──────── PASSAGE

# Hello everyone!!!



## boodad (Mar 21, 2011)

I am new to haunting just started 2 years ago with small yard stuff . Then caught the fever .Most of my neighbors do very little for halloween but I want to help change this. I AM SO HAPPY I FOUND THIS SITE!!!!


----------



## Johnny Thunder (Feb 24, 2006)

Welcome.


----------



## morbidmike (Sep 11, 2009)

welcome to the forum do you build your own props ????


----------



## Spooky1 (Aug 25, 2008)

welcome to the forum, we'll be glad to help keep your fever going.


----------



## The Halloween Lady (Aug 18, 2010)




----------



## hedg12 (Jul 6, 2008)

Welcome to HF!


----------



## Goblin (Jun 3, 2009)




----------



## Bone Dancer (Oct 7, 2005)

Greetings and welcome. You have found a great place. A bunch of very nice folks that love Halloween and like to share information and help just for the asking. We love to see pictures here too. The only problem is that once you enter here, you can't leave. Have fun.


----------



## Evil Queen (Mar 8, 2008)




----------



## Death's Door (Mar 22, 2006)

Hello and welcome to the forum!!!!!


----------



## remylass (Sep 18, 2008)

Welcome. Glad to have you.


----------



## Nail Gelantra (Mar 21, 2011)

Hey im new here too! so yea. ^^ welcome here!


----------



## Frighteners Entertainment (Jan 24, 2006)

Welcome


----------



## boodad (Mar 21, 2011)

yes i have built 3 coffin poppers ,I am getting ready to start some tombstones and take a shot at a wall popper. I want to thank everyone for the warm welcome!!!!


----------



## fick209 (Aug 31, 2009)

Welcome to the forum!


----------



## Joiseygal (Sep 3, 2008)

Welcome to the forum!


----------



## Rahnefan (May 1, 2009)

Welcome.


----------



## Lunatic (Oct 3, 2006)

Welcome to the forum, Boodad! Nice to have you.


----------



## Creep Cringle (Jun 23, 2009)

Welcome Boodad!


----------



## scareme (Aug 29, 2006)

Welcome fellow OK haunter. Are you up by Tulsa? I'm in OK City. Great bunch of haunters here. Can't wait to talk to you.


----------

────────────────
──────── SUPPLIED MATERIAL

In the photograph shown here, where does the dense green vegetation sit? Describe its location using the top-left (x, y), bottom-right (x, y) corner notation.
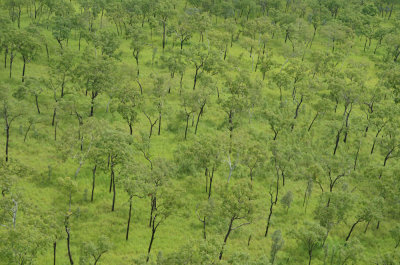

────────────────

§ GIVEN PROBLEM 1
List every kind of prop that boodad says, in the welcome thread, he has built or plans to build.
§ GIVEN PROBLEM 2
Answer these questions from the welcome thread, one answer per line and marked the same way:
(a) How long ago did boodad start haunting?
(b) Which city is scareme in?
(c) What does Bone Dancer call the only problem with the forum?
§ GIVEN PROBLEM 3
Return the part of the welcome thread from "## Bone Dancer" up to and including "(Mar 8, 2008)", copied word for word.

§ TASK ANSWER 1
- Coffin poppers (he has built three)
- Tombstones
- A wall popper

§ TASK ANSWER 2
(a) Two years ago.
(b) OK City.
(c) Once you enter, you can't leave.

§ TASK ANSWER 3
## Bone Dancer (Oct 7, 2005)

Greetings and welcome. You have found a great place. A bunch of very nice folks that love Halloween and like to share information and help just for the asking. We love to see pictures here too. The only problem is that once you enter here, you can't leave. Have fun.


----------



## Evil Queen (Mar 8, 2008)